_YOUR INSTRUCTIONS:_ Arrange every line of the material below as a Markdown table with the columns "Row" and "Line", numbering the rows and omitting blank lines. Leave the pictures out of your answer.

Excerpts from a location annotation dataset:
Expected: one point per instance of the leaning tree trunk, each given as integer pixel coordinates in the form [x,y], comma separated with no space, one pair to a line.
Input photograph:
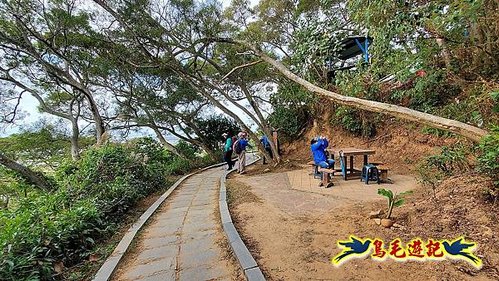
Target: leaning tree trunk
[28,174]
[463,129]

_ANSWER TO THIS TASK:_
| Row | Line |
|---|---|
| 1 | Expected: one point per instance of the leaning tree trunk, each given as integer pixel coordinates in the form [x,y], comma separated with no space, one pair to a line. |
| 2 | Input photograph: |
| 3 | Target: leaning tree trunk |
| 4 | [28,174] |
| 5 | [463,129] |